## Given task
Output each of the entries below word for word, without changing anything.

....................

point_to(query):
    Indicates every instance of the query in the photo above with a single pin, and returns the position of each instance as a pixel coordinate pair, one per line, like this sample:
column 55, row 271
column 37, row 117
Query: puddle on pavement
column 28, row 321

....................

## Response to this exercise
point_to(query):
    Indicates every instance of the query in the photo above with a single pin, and returns the position of each instance as a pixel coordinate pair, one per line, like this sample:
column 55, row 271
column 37, row 117
Query: puddle on pavement
column 28, row 321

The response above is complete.